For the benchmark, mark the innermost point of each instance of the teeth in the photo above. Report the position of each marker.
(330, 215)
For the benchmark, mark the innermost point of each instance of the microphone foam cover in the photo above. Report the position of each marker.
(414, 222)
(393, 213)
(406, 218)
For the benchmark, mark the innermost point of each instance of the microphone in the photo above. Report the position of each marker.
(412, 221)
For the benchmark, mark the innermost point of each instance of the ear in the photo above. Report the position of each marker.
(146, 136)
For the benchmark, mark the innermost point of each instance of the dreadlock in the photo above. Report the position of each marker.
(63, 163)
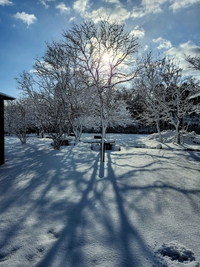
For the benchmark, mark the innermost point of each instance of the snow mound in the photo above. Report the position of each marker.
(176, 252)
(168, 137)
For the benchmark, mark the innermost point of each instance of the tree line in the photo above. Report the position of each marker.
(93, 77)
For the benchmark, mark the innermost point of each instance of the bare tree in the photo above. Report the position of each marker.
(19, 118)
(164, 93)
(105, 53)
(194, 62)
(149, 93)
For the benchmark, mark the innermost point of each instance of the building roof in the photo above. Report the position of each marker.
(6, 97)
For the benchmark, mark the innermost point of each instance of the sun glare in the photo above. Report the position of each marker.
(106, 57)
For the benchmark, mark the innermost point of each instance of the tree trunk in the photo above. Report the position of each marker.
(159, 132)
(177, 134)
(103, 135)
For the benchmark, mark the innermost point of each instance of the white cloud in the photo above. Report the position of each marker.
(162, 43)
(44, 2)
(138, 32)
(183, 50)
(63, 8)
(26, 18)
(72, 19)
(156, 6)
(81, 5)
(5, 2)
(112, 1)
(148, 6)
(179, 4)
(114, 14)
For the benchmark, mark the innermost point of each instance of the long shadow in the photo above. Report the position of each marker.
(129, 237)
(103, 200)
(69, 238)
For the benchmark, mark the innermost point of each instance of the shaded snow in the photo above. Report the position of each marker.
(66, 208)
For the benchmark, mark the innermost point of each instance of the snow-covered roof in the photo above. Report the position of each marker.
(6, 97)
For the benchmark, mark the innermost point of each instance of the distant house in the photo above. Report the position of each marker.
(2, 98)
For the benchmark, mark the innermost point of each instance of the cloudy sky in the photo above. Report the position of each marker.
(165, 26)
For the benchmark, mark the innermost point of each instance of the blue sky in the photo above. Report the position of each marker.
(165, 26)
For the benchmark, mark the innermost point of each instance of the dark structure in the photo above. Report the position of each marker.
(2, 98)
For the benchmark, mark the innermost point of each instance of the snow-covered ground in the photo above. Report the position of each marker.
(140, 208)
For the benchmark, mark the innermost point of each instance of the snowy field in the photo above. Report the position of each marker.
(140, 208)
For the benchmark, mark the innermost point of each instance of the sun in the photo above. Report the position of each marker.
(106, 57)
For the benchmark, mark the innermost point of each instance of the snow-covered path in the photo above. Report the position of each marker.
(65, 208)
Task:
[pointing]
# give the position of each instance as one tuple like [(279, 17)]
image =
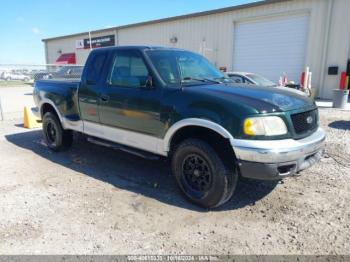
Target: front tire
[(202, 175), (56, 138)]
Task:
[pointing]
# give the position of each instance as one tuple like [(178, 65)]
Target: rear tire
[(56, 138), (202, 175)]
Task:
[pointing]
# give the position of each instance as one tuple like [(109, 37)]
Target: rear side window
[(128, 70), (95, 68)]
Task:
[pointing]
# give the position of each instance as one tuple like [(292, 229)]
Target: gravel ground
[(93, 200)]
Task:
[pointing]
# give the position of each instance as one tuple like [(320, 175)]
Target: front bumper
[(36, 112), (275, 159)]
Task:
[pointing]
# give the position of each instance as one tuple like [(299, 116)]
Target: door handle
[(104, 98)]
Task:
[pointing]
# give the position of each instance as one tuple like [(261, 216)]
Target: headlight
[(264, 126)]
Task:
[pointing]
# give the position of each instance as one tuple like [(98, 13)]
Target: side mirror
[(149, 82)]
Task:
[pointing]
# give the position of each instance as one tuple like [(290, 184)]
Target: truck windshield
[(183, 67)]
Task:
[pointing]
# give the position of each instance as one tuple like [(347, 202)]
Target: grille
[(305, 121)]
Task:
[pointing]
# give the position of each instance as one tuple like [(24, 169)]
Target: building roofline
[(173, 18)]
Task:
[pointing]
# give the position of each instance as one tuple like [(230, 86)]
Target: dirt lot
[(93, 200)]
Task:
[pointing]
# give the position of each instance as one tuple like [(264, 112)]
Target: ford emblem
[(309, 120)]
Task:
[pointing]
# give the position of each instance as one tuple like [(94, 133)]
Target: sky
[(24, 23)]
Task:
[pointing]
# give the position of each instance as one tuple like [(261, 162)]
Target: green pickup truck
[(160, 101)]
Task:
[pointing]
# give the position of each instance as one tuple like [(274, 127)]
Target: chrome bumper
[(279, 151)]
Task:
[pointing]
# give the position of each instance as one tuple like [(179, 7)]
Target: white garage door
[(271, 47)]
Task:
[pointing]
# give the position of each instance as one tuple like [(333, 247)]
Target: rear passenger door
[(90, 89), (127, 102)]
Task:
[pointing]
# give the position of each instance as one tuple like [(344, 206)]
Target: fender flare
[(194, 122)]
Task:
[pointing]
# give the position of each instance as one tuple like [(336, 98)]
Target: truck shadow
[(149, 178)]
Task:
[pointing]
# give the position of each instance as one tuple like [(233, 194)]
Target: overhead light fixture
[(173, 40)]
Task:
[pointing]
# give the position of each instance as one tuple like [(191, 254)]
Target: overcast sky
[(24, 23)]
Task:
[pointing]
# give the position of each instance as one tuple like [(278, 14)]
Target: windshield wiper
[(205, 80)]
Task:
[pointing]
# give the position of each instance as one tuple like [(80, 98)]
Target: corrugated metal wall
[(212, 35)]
● ● ●
What you have to do: Transcribe the records above verbatim. Do not carry over any picture.

Solution to the problem:
For the benchmark, mark the innermost point of each instance of the teeth in the photo above. Report the position of each marker.
(330, 215)
For the benchmark, mark the innermost point of each instance of the microphone foam cover in the photo above. Report the position of each marker.
(414, 222)
(393, 213)
(406, 218)
For the benchmark, mark the innermost point of each instance of the microphone in the photo above. Report the position of each marker.
(412, 221)
For the benchmark, mark the innermost point of each instance of the ear in the photo above. Report the position of each marker.
(146, 136)
For the benchmark, mark the innermost point of each instance of the dreadlock in the photo above. Report the position of each marker.
(63, 163)
For the benchmark, mark the innermost point of each instance of the snow mound in the photo above. Report the position of each marker.
(176, 252)
(168, 137)
For the benchmark, mark the innermost point of each instance of the tree line in the photo above. Report the position of each marker.
(93, 77)
For the benchmark, mark the innermost point of each instance of the bare tree in the photo above. Report the position of each marker.
(19, 118)
(164, 93)
(105, 53)
(194, 62)
(149, 93)
For the benchmark, mark the innermost point of each instance of the building roof in the photo above. Report the position of each marker.
(6, 97)
For the benchmark, mark the innermost point of each instance of the sun glare in the photo above. Report the position of each marker.
(106, 57)
For the benchmark, mark the innermost point of each instance of the tree trunk in the photo above. Report the position of each marker.
(159, 132)
(177, 134)
(103, 135)
For the benchmark, mark the innermost point of each instance of the white cloud in the photo above. Report the position of each marker.
(162, 43)
(44, 2)
(138, 32)
(183, 50)
(63, 8)
(26, 18)
(72, 19)
(156, 6)
(81, 5)
(5, 2)
(112, 1)
(148, 6)
(179, 4)
(114, 14)
For the benchmark, mark the innermost point of each instance of the long shadow in the photo above. Report the position of each marker.
(129, 237)
(103, 200)
(69, 238)
For the benchmark, mark the innermost point of each instance of the shaded snow in the photo above. Report the position of each marker.
(66, 208)
For the benchmark, mark the innermost point of each instance of the snow-covered roof in the photo above. Report the position of each marker.
(6, 97)
For the benchmark, mark the innermost point of each instance of the distant house in the photo above. Report the position of each marker.
(2, 98)
For the benchmark, mark the innermost point of each instance of the cloudy sky in the photo above. Report the position of each marker.
(165, 26)
For the benchmark, mark the innermost point of each instance of the blue sky in the photo above. Report the position of each marker.
(165, 26)
For the benchmark, mark the innermost point of each instance of the dark structure in the photo above. Report the position of each marker.
(2, 98)
For the benchmark, mark the innermost point of each instance of the snow-covered ground in the photo above. Report the position of each marker.
(140, 208)
For the benchmark, mark the innermost point of each instance of the snowy field in the photo above. Report the position of each marker.
(140, 208)
For the benchmark, mark the innermost point of each instance of the sun in the photo above. Report the position of each marker.
(106, 57)
For the benchmark, mark the innermost point of each instance of the snow-covered path in the photo above. Report the position of each marker.
(65, 208)
Task:
[pointing]
# give the position of each instance as one tuple like [(279, 17)]
image =
Target: front tire
[(202, 175), (56, 138)]
Task:
[pointing]
# give the position of each instance as one tuple like [(178, 65)]
Target: rear tire
[(56, 138), (202, 175)]
Task:
[pointing]
# give the position of each instance as one tuple like [(109, 37)]
Target: rear side window
[(128, 70), (95, 68)]
Task:
[pointing]
# give the position of each instance as one tuple like [(292, 229)]
Target: gravel ground
[(93, 200)]
Task:
[pointing]
# give the position of each instance as one tuple like [(320, 175)]
Target: front bumper
[(36, 112), (275, 159)]
Task:
[pointing]
# give the position of each instance as one tuple like [(299, 116)]
Target: door handle
[(104, 98)]
Task:
[pointing]
# give the position of each instance as one tuple like [(261, 216)]
Target: headlight
[(264, 126)]
Task:
[pointing]
# give the position of each instance as one tuple like [(98, 13)]
Target: side mirror
[(149, 82)]
Task:
[pointing]
# give the position of each instance as one tuple like [(290, 184)]
Target: truck windshield
[(183, 67)]
Task:
[pointing]
# give the position of each instance as one tuple like [(347, 202)]
Target: grille
[(305, 121)]
Task:
[pointing]
# give the position of each instance as one tuple like [(24, 169)]
Target: building roofline
[(173, 18)]
Task:
[pointing]
# give the position of each instance as one tuple like [(230, 86)]
Target: dirt lot
[(93, 200)]
Task:
[pointing]
# give the position of each instance as one tuple like [(264, 112)]
Target: ford emblem
[(309, 120)]
Task:
[pointing]
# give the position of each instance as one tuple like [(94, 133)]
Target: sky
[(24, 23)]
Task:
[pointing]
# give the position of each instance as one tuple like [(261, 162)]
Target: green pickup truck
[(160, 101)]
Task:
[pointing]
# give the position of each instance as one tuple like [(274, 127)]
Target: chrome bumper
[(279, 151)]
Task:
[pointing]
# give the position of each instance as one tuple like [(179, 7)]
Target: white garage door
[(271, 47)]
Task:
[pointing]
# give the position of each instance as one tuple like [(333, 247)]
Target: rear passenger door
[(90, 89), (127, 102)]
Task:
[pointing]
# give the position of each instance as one tuple like [(344, 206)]
Target: fender flare
[(194, 122)]
Task:
[pointing]
# give the position of each instance as one tuple like [(336, 98)]
Target: truck shadow
[(149, 178)]
Task:
[pointing]
# give the position of each instance as one tuple like [(233, 194)]
Target: overhead light fixture
[(173, 40)]
Task:
[pointing]
# give the position of each instance as one tuple like [(191, 254)]
Target: overcast sky
[(24, 23)]
Task:
[pointing]
# give the position of each instance as one tuple like [(278, 14)]
Target: windshield wiper
[(205, 80)]
Task:
[pointing]
# give the position of each instance as one tuple like [(80, 98)]
Target: corrugated metal wall
[(212, 35)]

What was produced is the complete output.